Mais il restait alors à surmonter l’obstacle de la procédure « interne ». Dans la loi fondamentale de 1949, l’article 146 de la Loi fondamentale semblait prévu pour régir l’hypothèse de la réunification : « La présente Loi fondamentale cesse d’avoir effet au jour où entrera en vigueur la Constitution qui aura été adoptée par le peuple allemand libre de ses décisions ». On trouve peu de dispositions constitutionnelles dans lesquelles le lien entre l’usage du pouvoir constituant et l’autodétermination politique est aussi clairement exprimé, même s’il n’est pas explicitement dit si le peuple agira directement, par voie de référendum ou par ses représentants (assemblées parlementaires). Mais ce n’est pas cette solution d’une nouvelle constitution allemande qu’adopta le chancelier Kohl. Il préféra recourir à la procédure de l’article 23 de la Loi fondamentale relative à l’adhésion à la RFA. La raison en était purement pragmatique : il fallait aller très vite, profiter de la bonne disposition de Gorbatchev à l’égard de la réunification alors que le recours à l’article 146 aurait nécessairement ralenti le processus, surtout si l’on voulait user d’un référendum constituant. Même les auteurs de l’article du Monde diplomatique ont reconnu l’importance de ce facteur contraignant.

 

Il faut donc bien distinguer, en droit, la spécificité de cette réunification allemande. Il y a eu deux processus distincts, mais coordonnés : d’une part, l’adhésion de la RDA à la RFA en vertu de l’article 23 de l’époque (depuis lors modifié) et, d’autre part, le traité d’Union (ou traité d’unification) qui fut adopté pour la mise en œuvre technique de cette adhésion.

========================================

◆ Objectifs
1. Recopiez le passage sur la réunification allemande en commençant à "Il faut donc" et en terminant à "de cette adhésion.".
2. D'après le passage sur la réunification allemande, pourquoi le chancelier Kohl a-t-il recouru à l'article 23 plutôt qu'à l'article 146 de la Loi fondamentale ?

(Entrées de données extraites)
========================================

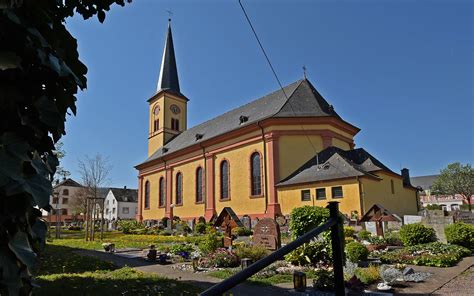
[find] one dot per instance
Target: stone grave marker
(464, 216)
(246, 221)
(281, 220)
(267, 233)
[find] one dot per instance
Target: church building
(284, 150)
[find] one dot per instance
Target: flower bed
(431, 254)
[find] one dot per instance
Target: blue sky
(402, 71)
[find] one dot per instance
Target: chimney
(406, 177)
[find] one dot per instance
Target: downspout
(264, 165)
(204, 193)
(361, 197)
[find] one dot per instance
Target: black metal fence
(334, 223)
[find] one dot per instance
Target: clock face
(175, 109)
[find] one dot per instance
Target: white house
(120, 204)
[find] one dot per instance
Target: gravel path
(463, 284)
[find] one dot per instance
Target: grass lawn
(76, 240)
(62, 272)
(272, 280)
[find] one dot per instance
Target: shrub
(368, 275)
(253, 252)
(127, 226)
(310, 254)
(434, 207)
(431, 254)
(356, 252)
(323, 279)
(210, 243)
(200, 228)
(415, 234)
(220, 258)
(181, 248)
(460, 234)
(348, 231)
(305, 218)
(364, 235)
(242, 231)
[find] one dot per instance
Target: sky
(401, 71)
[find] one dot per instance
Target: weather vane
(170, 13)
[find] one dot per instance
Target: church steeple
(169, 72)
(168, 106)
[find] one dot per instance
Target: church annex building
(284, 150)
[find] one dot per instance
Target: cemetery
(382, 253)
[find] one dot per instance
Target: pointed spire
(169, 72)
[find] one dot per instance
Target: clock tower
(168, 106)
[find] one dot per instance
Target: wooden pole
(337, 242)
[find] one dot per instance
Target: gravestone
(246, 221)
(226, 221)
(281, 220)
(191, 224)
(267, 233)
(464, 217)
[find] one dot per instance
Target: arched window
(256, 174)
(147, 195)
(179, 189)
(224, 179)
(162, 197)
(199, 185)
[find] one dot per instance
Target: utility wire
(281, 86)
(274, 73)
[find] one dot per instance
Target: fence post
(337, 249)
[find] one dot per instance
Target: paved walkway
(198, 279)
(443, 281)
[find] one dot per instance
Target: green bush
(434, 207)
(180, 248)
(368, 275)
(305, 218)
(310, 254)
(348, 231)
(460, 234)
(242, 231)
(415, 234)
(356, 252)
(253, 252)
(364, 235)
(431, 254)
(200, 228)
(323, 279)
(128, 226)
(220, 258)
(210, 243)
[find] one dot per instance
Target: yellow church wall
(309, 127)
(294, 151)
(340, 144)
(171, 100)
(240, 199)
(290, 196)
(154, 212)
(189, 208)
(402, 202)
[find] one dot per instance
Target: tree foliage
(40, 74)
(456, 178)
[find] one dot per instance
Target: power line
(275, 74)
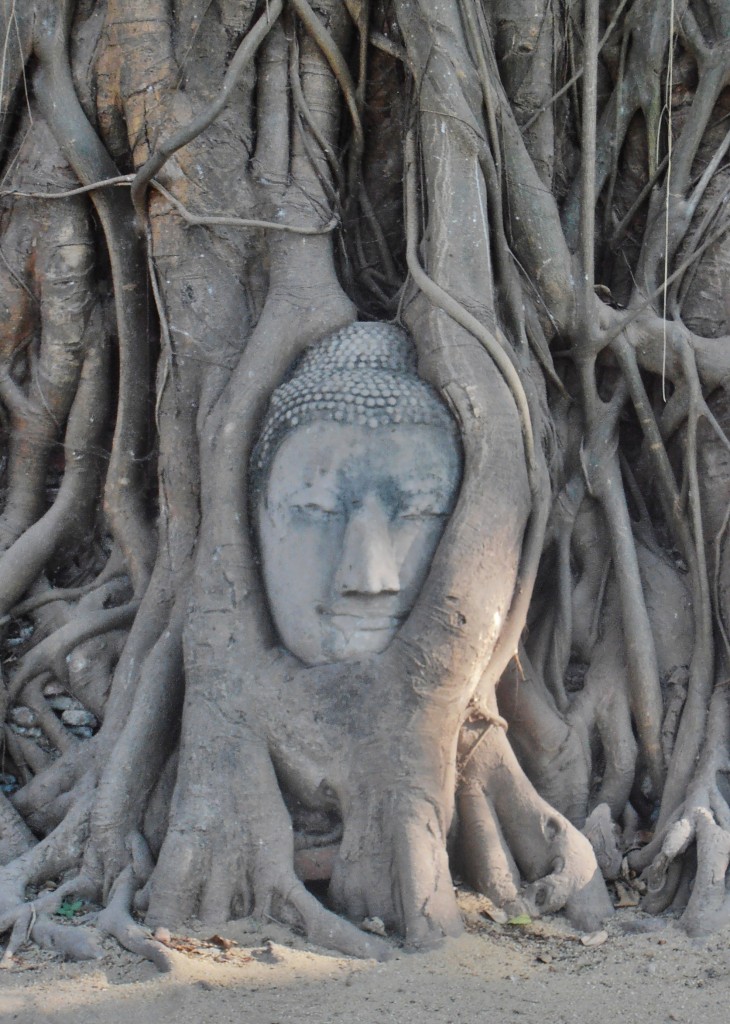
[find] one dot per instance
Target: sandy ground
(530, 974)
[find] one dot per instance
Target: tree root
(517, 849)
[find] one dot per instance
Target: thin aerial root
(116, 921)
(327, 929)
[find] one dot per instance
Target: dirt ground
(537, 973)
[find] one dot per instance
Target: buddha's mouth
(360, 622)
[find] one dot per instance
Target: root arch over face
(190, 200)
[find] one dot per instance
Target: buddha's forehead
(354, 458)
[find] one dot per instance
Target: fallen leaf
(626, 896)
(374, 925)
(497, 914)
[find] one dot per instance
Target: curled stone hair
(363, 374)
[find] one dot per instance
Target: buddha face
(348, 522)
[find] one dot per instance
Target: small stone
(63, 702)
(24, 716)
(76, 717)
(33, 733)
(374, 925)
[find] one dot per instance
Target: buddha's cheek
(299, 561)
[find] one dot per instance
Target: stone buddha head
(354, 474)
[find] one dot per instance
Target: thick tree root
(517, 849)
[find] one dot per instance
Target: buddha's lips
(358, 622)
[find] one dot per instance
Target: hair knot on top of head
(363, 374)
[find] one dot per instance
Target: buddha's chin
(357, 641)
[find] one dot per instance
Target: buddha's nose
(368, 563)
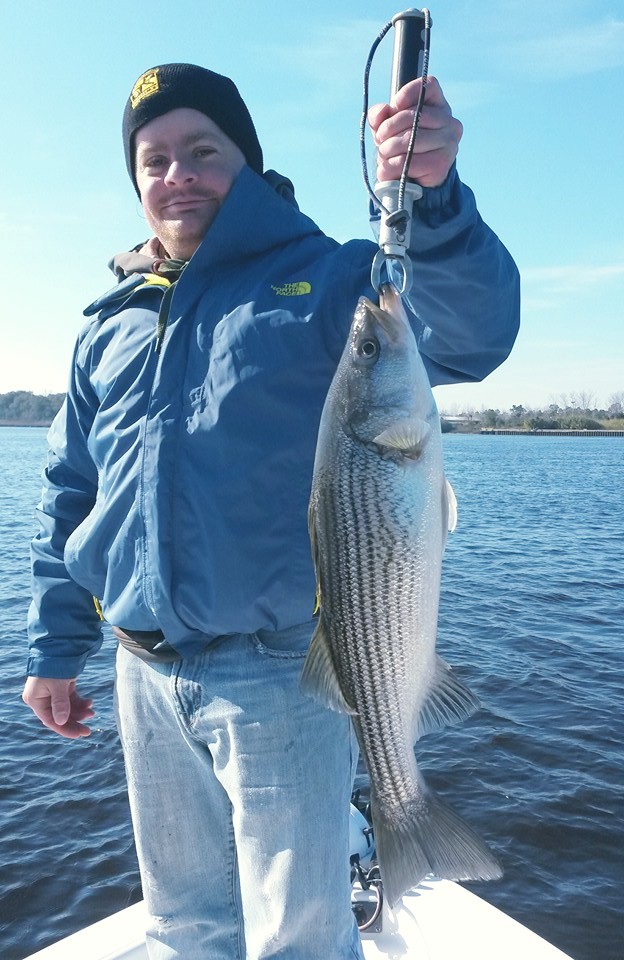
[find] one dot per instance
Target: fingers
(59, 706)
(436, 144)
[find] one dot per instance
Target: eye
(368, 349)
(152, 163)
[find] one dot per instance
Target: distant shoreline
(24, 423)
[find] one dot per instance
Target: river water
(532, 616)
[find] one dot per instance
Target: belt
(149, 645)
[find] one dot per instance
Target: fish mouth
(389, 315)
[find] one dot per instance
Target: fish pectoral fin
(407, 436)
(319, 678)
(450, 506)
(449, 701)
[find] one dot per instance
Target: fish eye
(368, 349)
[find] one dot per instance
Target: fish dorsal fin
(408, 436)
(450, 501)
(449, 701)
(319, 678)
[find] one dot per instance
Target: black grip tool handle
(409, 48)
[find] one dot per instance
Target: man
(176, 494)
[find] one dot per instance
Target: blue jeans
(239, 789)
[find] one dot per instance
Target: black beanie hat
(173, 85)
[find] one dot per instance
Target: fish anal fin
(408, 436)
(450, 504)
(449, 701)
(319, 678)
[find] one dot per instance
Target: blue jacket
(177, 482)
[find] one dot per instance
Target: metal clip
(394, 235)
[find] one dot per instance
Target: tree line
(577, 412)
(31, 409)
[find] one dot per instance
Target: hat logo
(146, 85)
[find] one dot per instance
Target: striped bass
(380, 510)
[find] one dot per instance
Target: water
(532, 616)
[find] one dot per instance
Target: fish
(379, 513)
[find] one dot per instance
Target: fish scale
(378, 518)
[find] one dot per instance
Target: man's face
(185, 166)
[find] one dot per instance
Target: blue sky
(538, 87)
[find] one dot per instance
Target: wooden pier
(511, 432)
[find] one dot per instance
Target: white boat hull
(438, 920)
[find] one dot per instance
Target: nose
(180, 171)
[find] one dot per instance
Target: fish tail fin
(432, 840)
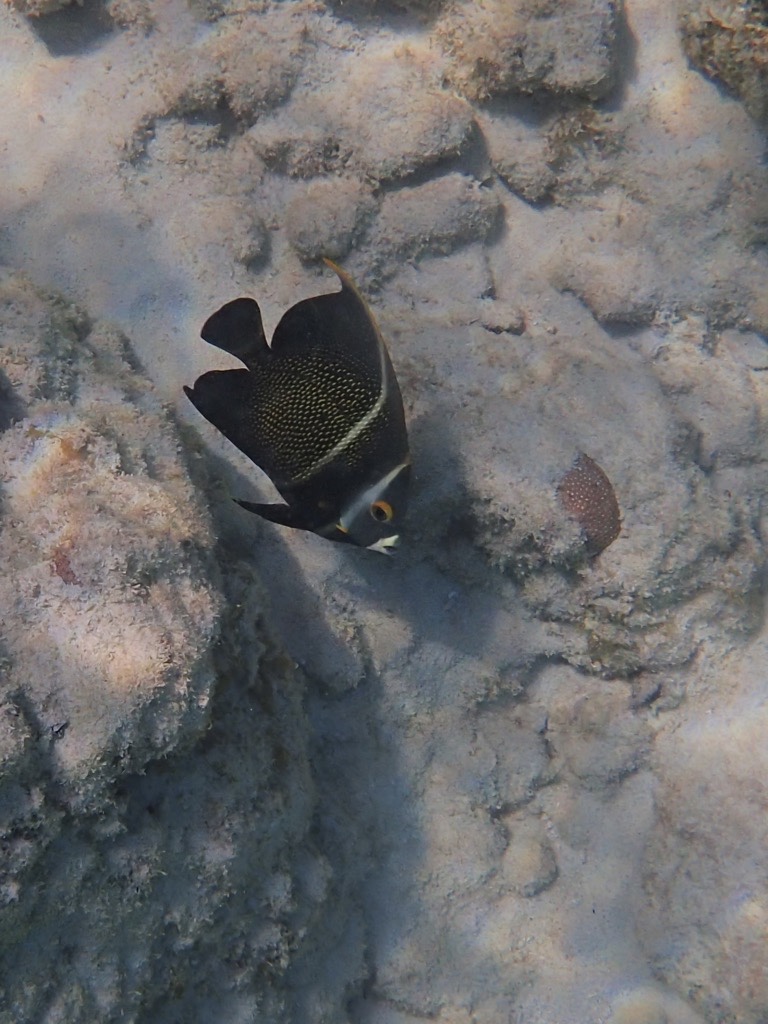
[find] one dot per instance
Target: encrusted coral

========================================

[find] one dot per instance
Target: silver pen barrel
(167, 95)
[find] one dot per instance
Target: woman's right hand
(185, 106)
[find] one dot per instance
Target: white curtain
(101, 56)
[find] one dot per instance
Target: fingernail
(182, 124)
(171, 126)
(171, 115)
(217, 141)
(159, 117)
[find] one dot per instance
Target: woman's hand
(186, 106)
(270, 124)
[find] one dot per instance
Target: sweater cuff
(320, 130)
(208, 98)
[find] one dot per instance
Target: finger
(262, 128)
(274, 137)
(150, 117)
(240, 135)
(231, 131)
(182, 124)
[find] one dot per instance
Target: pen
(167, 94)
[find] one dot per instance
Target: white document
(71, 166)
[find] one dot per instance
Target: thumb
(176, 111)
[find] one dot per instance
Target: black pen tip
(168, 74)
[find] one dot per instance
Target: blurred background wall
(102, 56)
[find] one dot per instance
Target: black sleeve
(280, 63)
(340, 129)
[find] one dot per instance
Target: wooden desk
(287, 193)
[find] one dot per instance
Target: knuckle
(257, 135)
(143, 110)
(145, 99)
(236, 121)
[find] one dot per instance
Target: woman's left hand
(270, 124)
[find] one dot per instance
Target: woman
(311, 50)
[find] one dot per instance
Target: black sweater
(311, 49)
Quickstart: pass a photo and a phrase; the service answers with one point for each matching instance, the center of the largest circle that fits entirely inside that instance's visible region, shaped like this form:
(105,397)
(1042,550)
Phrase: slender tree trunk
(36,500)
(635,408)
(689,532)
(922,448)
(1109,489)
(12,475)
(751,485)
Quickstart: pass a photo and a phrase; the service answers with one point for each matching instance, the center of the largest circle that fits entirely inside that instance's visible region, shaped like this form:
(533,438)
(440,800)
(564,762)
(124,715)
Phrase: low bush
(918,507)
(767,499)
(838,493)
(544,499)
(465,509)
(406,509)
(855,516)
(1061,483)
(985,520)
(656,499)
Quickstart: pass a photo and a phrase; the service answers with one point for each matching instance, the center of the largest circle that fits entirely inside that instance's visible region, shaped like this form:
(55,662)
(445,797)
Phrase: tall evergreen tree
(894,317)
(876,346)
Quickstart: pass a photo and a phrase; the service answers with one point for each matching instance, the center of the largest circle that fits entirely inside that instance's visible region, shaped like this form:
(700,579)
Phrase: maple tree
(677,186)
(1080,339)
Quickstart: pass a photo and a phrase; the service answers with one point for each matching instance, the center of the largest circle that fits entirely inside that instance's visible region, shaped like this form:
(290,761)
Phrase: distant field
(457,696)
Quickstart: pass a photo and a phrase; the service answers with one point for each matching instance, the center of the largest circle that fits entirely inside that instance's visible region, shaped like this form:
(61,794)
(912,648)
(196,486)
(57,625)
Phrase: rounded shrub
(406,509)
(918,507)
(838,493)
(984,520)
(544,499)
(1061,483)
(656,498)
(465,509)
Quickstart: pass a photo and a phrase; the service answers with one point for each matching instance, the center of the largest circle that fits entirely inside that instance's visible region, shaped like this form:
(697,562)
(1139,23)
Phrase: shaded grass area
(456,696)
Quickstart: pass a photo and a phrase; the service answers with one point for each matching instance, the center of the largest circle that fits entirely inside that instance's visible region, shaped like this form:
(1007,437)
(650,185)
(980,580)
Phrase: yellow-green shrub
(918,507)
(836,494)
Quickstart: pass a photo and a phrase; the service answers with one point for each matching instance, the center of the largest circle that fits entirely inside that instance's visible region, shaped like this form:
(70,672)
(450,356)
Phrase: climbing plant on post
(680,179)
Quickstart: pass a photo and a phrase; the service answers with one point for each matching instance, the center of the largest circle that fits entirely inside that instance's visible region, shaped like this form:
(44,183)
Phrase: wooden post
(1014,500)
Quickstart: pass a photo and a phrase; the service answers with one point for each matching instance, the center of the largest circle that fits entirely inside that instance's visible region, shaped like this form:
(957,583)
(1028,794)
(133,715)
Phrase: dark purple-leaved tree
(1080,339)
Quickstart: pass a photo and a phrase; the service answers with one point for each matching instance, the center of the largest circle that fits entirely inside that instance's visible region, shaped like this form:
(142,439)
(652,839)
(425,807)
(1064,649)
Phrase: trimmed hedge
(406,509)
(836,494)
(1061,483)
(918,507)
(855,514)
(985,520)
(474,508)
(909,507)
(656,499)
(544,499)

========================================

◆ Réponses fournies
1.
Il faut donc bien distinguer, en droit, la spécificité de cette réunification allemande. Il y a eu deux processus distincts, mais coordonnés : d’une part, l’adhésion de la RDA à la RFA en vertu de l’article 23 de l’époque (depuis lors modifié) et, d’autre part, le traité d’Union (ou traité d’unification) qui fut adopté pour la mise en œuvre technique de cette adhésion.

2. Son choix relevait d'une raison purement pragmatique : il fallait aller très vite et profiter de la bonne disposition de Gorbatchev à l'égard de la réunification. Le recours à l'article 146 aurait nécessairement ralenti le processus, surtout en cas de référendum constituant.